The program provides senior managers with the opportunity to develop and broaden their management and leadership skills in an intensive, international environment. The program brings together faculty from the IE and Brown, integrating leading management thinking with wider perspectives from the humanities, social sciences, engineering, and life sciences.
For more information on the program and admissions process please visit http://brown.edu/professional/executive/iebrown-mba/index.php.
EMBA 2000. Entrepreneurial Opportunities in Developing Regions.
This course utilizes team-based experiential learning methods for the further development of skills in business opportunity creation. It builds upon the courses on entrepreneurial management and ethnographic research methods to investigate a business opportunity that participant teams create within, or stemming from, a developing region. The course leverages field work in a specific complex developing regional economy that serves as a proxy for such developing regions more broadly. Upon completion of the course, participants should be able to develop business opportunities in complex, developing regions and have a greater appreciation of the potential and challenges these regions represent.
EMBA 2020. Corporate Innovation Process.
This course considers the unique barriers to innovation that must be overcome within established firms as well as the techniques and best practices utilized by exemplar firms in executing successful innovation strategies. The business environment is evolving rapidly and established firms must innovate to survive and prosper. Executives note that corporate innovation is extremely or very important to their firm’s strategic growth. Challenges to innovation execution considered in this class include human capital alignment, organization of the innovation process, and encouragement of collaboration and risk taking within the enterprise.
EMBA 2100. Ethnographic Research Methods.
This course develops basic skills in learning to use ethnographic research methods, the hallmark of anthropology and a crucial methodology for analyzing why people behave the way they do. Concentration is on the two key elements of ethnographic methodology: participant observation and interview techniques. Students apply these techniques in assigned course project work.
EMBA 2110. Society & Culture in the Age of Globalization.
This course is designed to draw on analytical tools from sociology and anthropology to make sense of the rapidly changing nature of global society. In the past 3 decades the flows of commodities, ideas, people, norms and resources across international borders has accelerated exponentially. Driving these dynamics are not only market forces, but also social networks, cultural diffusions and institutional transformations. As a complement to the courses on political economy and global governance, this course focuses on the social structures, institutional forms, political processes and cultural practices that mediate the encounter of the global and the national.
EMBA 2200. The Spirit of Entrepreneurship.
Historians argue that capitalism, especially its main engine entrepreneurship, took hold and flourished in the West not because of the promise of wealth it contained, but because of the appeal of a distinctive ethical outlook—new ideas about the value of work, business, and the acquisition of wealth that constitute the “spirit of capitalism.” The objective of this module is to trace the development of this new ethical outlook animating capitalist entrepreneurship—the “spirit of entrepreneurship”—from its Reformist beginnings into our own day.
EMBA 2210. Shared History of Slavery & Capitalism.

___

* The tasks *
1 > Summarize the executive MBA course listing in two sentences.
2 > Reproduce word for word the part of the executive MBA course listing that opens with the words containing "EMBA 2100. Ethnographic" and closes with "course project work.".

* Items from a dataset *
___

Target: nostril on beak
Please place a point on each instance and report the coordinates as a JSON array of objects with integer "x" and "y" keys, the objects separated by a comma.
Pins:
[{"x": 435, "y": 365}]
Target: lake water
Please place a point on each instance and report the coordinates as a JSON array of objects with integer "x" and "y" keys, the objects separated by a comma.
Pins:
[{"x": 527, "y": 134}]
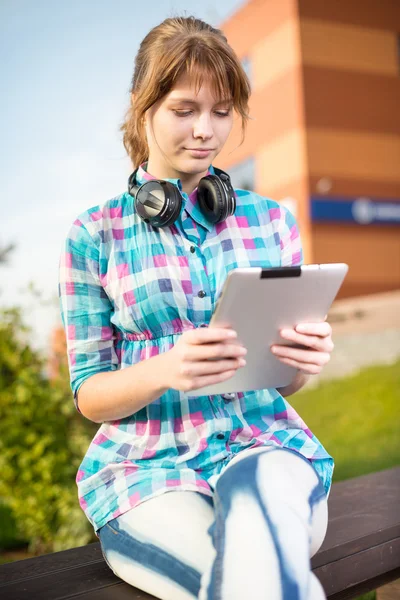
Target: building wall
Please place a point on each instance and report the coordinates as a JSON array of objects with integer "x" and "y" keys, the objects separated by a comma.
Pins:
[
  {"x": 351, "y": 77},
  {"x": 325, "y": 103}
]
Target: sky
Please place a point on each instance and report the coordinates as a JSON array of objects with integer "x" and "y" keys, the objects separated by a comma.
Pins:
[{"x": 64, "y": 90}]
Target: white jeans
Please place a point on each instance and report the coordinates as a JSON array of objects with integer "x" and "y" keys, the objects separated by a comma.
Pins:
[{"x": 253, "y": 539}]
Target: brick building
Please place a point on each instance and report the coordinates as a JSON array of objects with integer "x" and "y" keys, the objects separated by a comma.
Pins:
[{"x": 325, "y": 138}]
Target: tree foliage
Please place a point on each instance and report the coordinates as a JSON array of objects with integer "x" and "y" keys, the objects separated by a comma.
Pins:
[{"x": 42, "y": 442}]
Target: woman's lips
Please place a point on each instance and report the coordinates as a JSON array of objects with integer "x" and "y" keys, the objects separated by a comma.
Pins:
[{"x": 199, "y": 153}]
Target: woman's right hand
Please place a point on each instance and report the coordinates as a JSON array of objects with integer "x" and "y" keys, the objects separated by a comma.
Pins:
[{"x": 201, "y": 357}]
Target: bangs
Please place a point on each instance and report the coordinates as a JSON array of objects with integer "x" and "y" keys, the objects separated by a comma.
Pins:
[{"x": 204, "y": 64}]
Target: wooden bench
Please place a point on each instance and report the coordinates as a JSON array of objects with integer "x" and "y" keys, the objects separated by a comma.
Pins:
[{"x": 361, "y": 552}]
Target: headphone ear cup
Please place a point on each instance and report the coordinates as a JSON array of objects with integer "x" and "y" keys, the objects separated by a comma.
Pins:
[
  {"x": 213, "y": 200},
  {"x": 160, "y": 206}
]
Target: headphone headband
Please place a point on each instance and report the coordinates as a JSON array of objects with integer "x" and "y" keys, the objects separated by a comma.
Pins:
[{"x": 159, "y": 202}]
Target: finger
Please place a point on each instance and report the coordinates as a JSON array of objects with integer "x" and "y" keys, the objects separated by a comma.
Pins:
[
  {"x": 302, "y": 356},
  {"x": 323, "y": 344},
  {"x": 319, "y": 329},
  {"x": 214, "y": 351},
  {"x": 204, "y": 335},
  {"x": 204, "y": 368},
  {"x": 200, "y": 382},
  {"x": 309, "y": 369}
]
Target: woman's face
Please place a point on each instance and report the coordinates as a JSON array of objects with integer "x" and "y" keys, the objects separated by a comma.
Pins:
[{"x": 185, "y": 131}]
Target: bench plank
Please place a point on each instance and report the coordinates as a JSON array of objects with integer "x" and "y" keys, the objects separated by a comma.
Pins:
[{"x": 360, "y": 552}]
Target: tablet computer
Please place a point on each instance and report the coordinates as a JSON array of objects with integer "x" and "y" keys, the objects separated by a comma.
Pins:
[{"x": 257, "y": 303}]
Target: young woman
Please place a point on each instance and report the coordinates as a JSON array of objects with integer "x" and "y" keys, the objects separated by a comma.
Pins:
[{"x": 247, "y": 480}]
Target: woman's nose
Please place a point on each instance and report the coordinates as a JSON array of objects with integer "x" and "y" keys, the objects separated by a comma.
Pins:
[{"x": 203, "y": 127}]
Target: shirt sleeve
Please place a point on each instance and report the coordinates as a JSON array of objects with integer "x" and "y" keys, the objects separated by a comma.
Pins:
[
  {"x": 86, "y": 309},
  {"x": 290, "y": 242}
]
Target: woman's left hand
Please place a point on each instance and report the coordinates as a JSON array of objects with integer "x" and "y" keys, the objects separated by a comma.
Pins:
[{"x": 316, "y": 337}]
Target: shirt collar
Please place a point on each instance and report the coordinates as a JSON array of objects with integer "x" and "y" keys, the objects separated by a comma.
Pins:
[{"x": 189, "y": 202}]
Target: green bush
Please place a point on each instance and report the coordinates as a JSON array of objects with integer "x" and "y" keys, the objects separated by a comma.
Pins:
[{"x": 42, "y": 442}]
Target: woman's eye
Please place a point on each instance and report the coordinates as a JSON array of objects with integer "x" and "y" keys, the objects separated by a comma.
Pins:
[{"x": 180, "y": 113}]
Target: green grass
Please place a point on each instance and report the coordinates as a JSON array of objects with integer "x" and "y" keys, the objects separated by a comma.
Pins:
[{"x": 357, "y": 419}]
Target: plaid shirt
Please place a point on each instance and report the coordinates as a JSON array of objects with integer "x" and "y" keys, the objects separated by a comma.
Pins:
[{"x": 127, "y": 292}]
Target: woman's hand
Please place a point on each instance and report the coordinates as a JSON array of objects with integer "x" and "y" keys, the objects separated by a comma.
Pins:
[
  {"x": 202, "y": 357},
  {"x": 316, "y": 339}
]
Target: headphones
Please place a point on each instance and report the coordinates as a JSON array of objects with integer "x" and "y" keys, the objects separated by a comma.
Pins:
[{"x": 159, "y": 202}]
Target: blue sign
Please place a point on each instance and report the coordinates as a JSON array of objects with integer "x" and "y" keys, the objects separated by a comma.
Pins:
[{"x": 363, "y": 211}]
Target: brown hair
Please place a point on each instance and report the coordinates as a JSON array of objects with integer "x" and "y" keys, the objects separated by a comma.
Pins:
[{"x": 180, "y": 46}]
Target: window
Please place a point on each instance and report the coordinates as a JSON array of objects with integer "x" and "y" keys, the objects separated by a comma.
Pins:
[{"x": 243, "y": 174}]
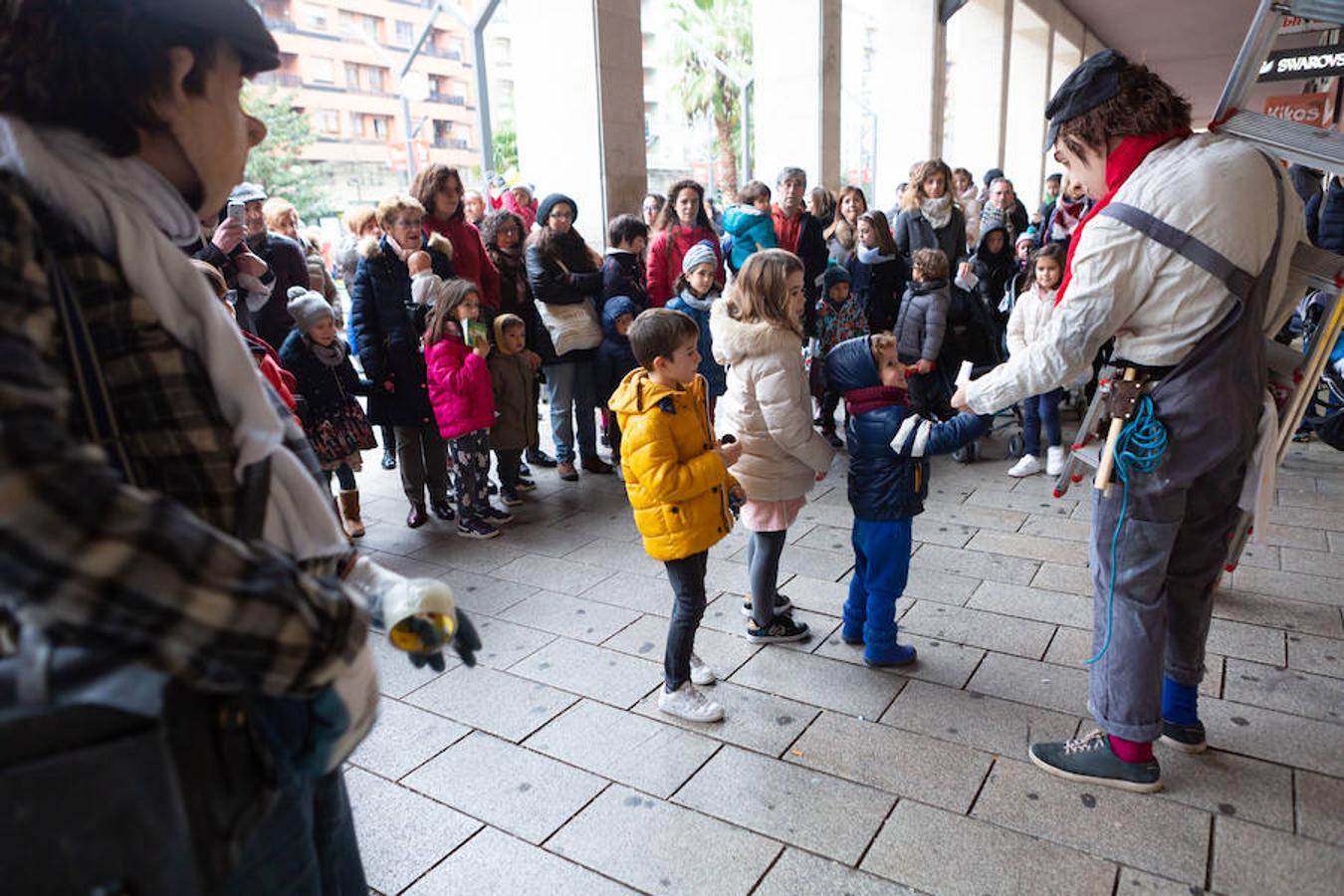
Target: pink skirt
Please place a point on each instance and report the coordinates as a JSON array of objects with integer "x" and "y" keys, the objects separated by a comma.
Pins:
[{"x": 771, "y": 516}]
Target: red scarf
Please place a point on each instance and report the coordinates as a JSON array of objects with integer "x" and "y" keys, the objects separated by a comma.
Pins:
[
  {"x": 786, "y": 230},
  {"x": 1120, "y": 164},
  {"x": 870, "y": 398}
]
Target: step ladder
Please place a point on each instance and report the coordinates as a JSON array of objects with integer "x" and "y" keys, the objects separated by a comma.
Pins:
[{"x": 1293, "y": 377}]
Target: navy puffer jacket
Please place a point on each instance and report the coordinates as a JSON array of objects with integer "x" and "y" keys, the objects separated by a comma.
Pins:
[{"x": 890, "y": 446}]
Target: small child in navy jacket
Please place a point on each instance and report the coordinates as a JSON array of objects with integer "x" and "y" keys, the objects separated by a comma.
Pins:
[{"x": 889, "y": 479}]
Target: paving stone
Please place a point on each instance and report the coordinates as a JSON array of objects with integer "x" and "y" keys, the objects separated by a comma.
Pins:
[
  {"x": 1039, "y": 684},
  {"x": 621, "y": 746},
  {"x": 1275, "y": 737},
  {"x": 1319, "y": 799},
  {"x": 594, "y": 672},
  {"x": 1033, "y": 603},
  {"x": 1248, "y": 858},
  {"x": 890, "y": 760},
  {"x": 940, "y": 852},
  {"x": 820, "y": 681},
  {"x": 1031, "y": 547},
  {"x": 752, "y": 719},
  {"x": 963, "y": 625},
  {"x": 1323, "y": 656},
  {"x": 976, "y": 720},
  {"x": 553, "y": 573},
  {"x": 403, "y": 738},
  {"x": 1277, "y": 612},
  {"x": 495, "y": 862},
  {"x": 798, "y": 872},
  {"x": 1285, "y": 689},
  {"x": 503, "y": 644},
  {"x": 1153, "y": 834},
  {"x": 507, "y": 786},
  {"x": 647, "y": 842},
  {"x": 571, "y": 617},
  {"x": 400, "y": 833},
  {"x": 647, "y": 638},
  {"x": 972, "y": 563},
  {"x": 818, "y": 813},
  {"x": 640, "y": 592},
  {"x": 494, "y": 702}
]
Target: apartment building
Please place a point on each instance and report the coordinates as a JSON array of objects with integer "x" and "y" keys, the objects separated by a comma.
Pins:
[{"x": 341, "y": 57}]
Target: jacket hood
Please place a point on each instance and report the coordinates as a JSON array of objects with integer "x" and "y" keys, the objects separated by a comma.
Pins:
[
  {"x": 637, "y": 392},
  {"x": 615, "y": 307},
  {"x": 736, "y": 340},
  {"x": 849, "y": 365}
]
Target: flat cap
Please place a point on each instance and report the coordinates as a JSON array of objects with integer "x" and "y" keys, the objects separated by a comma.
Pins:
[{"x": 1086, "y": 88}]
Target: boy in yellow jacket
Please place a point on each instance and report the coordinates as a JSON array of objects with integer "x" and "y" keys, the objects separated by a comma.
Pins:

___

* Per-task outputs *
1 > The program brings together faculty from IE and Brown and gives senior managers the chance to develop and broaden their management and leadership skills in an intensive, international environment. Its courses include Entrepreneurial Opportunities in Developing Regions, Corporate Innovation Process, Ethnographic Research Methods, Society & Culture in the Age of Globalization, The Spirit of Entrepreneurship, and Shared History of Slavery & Capitalism.

2 >
EMBA 2100. Ethnographic Research Methods.
This course develops basic skills in learning to use ethnographic research methods, the hallmark of anthropology and a crucial methodology for analyzing why people behave the way they do. Concentration is on the two key elements of ethnographic methodology: participant observation and interview techniques. Students apply these techniques in assigned course project work.